### WHAT NEEDS TO BE DONE:
Can you copy out every one of the lines below word for word, leaving the pictures out of your answer?
● ● ●
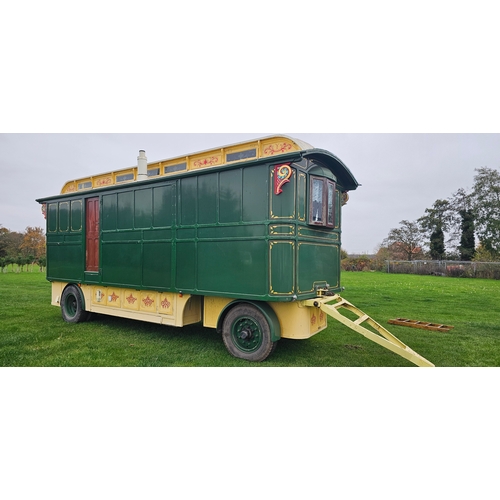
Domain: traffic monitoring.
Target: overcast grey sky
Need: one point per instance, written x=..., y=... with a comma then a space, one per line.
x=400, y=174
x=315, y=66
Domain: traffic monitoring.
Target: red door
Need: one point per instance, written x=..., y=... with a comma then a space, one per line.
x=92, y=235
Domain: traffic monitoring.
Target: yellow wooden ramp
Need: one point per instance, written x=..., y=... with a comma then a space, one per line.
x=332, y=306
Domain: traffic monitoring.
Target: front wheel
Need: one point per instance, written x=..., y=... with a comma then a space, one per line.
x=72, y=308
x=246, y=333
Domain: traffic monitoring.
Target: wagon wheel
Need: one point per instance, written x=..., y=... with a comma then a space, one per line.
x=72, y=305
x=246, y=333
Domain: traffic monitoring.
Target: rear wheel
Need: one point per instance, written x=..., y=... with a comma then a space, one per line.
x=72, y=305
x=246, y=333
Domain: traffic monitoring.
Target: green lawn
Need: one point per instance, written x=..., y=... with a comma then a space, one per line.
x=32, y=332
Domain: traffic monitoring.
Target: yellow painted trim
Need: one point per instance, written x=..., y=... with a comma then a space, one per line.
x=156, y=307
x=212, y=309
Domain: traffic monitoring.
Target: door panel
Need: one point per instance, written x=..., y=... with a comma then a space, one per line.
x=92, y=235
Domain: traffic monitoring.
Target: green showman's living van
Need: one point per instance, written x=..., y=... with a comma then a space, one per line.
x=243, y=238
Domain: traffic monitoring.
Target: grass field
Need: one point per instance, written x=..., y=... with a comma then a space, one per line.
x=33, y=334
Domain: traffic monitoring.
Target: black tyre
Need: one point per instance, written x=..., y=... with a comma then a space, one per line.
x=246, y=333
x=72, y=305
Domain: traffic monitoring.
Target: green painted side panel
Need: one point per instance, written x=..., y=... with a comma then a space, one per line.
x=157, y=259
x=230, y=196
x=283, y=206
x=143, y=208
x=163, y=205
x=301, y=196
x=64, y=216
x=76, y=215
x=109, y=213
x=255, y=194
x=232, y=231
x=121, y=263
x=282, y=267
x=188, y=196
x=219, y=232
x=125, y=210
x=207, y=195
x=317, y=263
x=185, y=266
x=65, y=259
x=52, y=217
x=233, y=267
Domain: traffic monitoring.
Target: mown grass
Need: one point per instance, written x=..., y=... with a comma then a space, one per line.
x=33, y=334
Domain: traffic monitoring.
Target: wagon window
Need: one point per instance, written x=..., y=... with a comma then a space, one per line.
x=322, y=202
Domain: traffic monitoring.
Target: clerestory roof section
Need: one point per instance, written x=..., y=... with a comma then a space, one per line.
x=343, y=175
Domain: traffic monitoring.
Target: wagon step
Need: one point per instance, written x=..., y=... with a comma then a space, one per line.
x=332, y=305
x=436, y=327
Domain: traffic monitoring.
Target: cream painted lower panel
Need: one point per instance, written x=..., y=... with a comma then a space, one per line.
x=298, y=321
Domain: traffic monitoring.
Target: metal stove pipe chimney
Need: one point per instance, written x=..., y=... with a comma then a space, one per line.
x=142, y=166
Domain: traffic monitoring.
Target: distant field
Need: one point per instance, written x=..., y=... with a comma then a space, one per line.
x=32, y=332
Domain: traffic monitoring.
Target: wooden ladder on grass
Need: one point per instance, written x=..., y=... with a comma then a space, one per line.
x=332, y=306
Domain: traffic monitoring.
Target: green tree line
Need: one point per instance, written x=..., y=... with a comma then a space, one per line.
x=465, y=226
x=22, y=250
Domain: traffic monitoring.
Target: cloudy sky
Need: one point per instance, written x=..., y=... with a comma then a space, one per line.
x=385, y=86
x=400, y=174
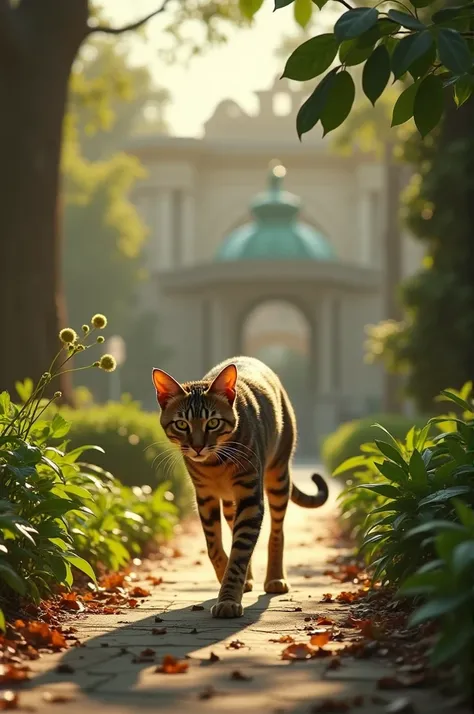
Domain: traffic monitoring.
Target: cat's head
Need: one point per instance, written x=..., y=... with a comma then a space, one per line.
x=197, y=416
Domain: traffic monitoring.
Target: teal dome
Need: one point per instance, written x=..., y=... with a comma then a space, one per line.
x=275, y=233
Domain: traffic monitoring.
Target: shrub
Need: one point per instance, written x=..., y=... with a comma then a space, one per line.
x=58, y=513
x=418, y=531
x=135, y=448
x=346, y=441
● ● ●
### EXERCISE ANSWER:
Domain: traffic monitoring.
Target: overcast grey sky
Need: one point per instance, written x=..., y=... with a comma then a space, one per line.
x=400, y=174
x=315, y=66
Domain: traffic monitoring.
Target: red door
Need: one point per instance, written x=..., y=... with a comma then a space, one per line.
x=92, y=235
Domain: traffic monitoring.
Target: yellow wooden ramp
Need: one point per instance, written x=..., y=... with a comma then a space, one per line.
x=332, y=306
Domain: traffic monitoring.
Target: front wheel
Need: one point per instance, written x=..., y=... with a comma then a space, one per line.
x=72, y=308
x=246, y=333
Domain: traffic monitoring.
Target: wagon wheel
Need: one point per instance, written x=..., y=... with a comma then a space, one per line.
x=72, y=305
x=246, y=333
Domain: traffic monitoring.
Target: rear wheel
Need: one point per instance, written x=..., y=... with a comma then a space, one per line.
x=72, y=305
x=246, y=333
Domain: traffic monitoring.
Target: green lawn
Need: one point per instance, written x=..., y=... with a comma then a space, one per line.
x=32, y=332
Domain: traffic monitoring.
Target: yellow painted trim
Need: one point per instance, written x=..., y=... with a comma then a space, one per line.
x=156, y=307
x=212, y=309
Domain: traffic monitoring.
Target: door panel
Need: one point per instance, written x=..., y=... with a comma then a space, one per line.
x=92, y=235
Domain: traffic monitoring.
Target: green showman's living van
Need: one point per instance, written x=..., y=... with a comma then a space, one per line.
x=243, y=238
Domain: traffic monitoring.
Target: grass field
Need: one point per instance, written x=..., y=... with a comma then a space, one per line.
x=33, y=334
Domain: traffic monitoring.
Target: black tyre
Need: one point per instance, written x=..., y=... with a comma then a space, one per line.
x=246, y=333
x=72, y=305
Domain: traffic monitoring.
Target: green painted side panel
Need: one point per instance, written x=..., y=... with a comma then a space, one per line.
x=157, y=259
x=230, y=196
x=283, y=206
x=143, y=208
x=163, y=205
x=301, y=196
x=64, y=216
x=76, y=215
x=109, y=213
x=255, y=194
x=232, y=231
x=121, y=263
x=282, y=267
x=188, y=196
x=219, y=232
x=125, y=210
x=207, y=195
x=317, y=263
x=185, y=266
x=65, y=259
x=52, y=217
x=233, y=267
Domain: traffic monitoring.
Target: mown grass
Need: one point per instance, written x=..., y=... with a comma then a space, one per line.
x=33, y=334
Domain: traffic monitoring.
Target: wagon window
Need: one point per instance, written x=..., y=... with a comma then a space, one per line.
x=322, y=202
Domain: traffic monitoring.
Target: clerestory roof section
Need: one point per instance, written x=..., y=... with a comma then a space, one per line.
x=343, y=175
Domain: traffic monitoring.
Target: wagon step
Need: one point per instance, written x=..., y=... with a comma then a space, one per line.
x=332, y=305
x=436, y=327
Domain: traffic monitoring.
Target: cream painted lower panel
Need: one point per instance, written x=..., y=... with a comma then a space, one per line.
x=298, y=321
Domain: traffic monitoring.
Target: metal stove pipe chimney
Need: one point per instance, written x=..., y=... with a comma then a space, one per line.
x=142, y=166
Domain: traffic monitoring.
Target: distant field
Need: one point per instance, written x=..., y=... with a comma then a space, one per line.
x=32, y=332
Domain: traffic monitoring.
Target: wooden ladder on grass
Need: one point per instance, written x=..., y=... with a comma then a space, one per line.
x=332, y=306
Domain: traffic monitoring.
Target: green tree line
Need: one point per instance, written x=..., y=... with a comma then a space, one per line.
x=465, y=226
x=22, y=250
Domain: traffic monitoring.
Target: cloudy sky
Need: one point per instance, written x=..., y=... with a comma then a space, one per line.
x=385, y=86
x=400, y=174
Domain: traffic monitoring.
Target: cat's head
Need: one point per instance, written x=..., y=... with a comma then a space, one per line.
x=197, y=416
Domain: traffic monitoring.
Target: teal dome
Need: one point per instance, written x=..., y=... with a comma then a space, one per line.
x=275, y=233
Domain: traffic monitoring.
Target: shrub
Need: one point per instance, written x=..., y=... with a comma then a space, one per line.
x=58, y=513
x=418, y=531
x=135, y=448
x=346, y=441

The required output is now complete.